→ **Task to carry out**
Copy the data below word for word, leaving the pictures out of your answer.

→ **Listed entries**
● ● ●
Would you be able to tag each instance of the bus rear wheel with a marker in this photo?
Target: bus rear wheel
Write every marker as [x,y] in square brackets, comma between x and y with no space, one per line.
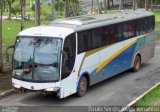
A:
[82,87]
[137,64]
● ● ●
→ **The output**
Would you be able to tag each instance of the bus rear wheel with a marker in this photo?
Target: bus rear wheel
Write every marker as [x,y] in square brackets, comma between x and y with no space, one per line.
A:
[82,87]
[137,64]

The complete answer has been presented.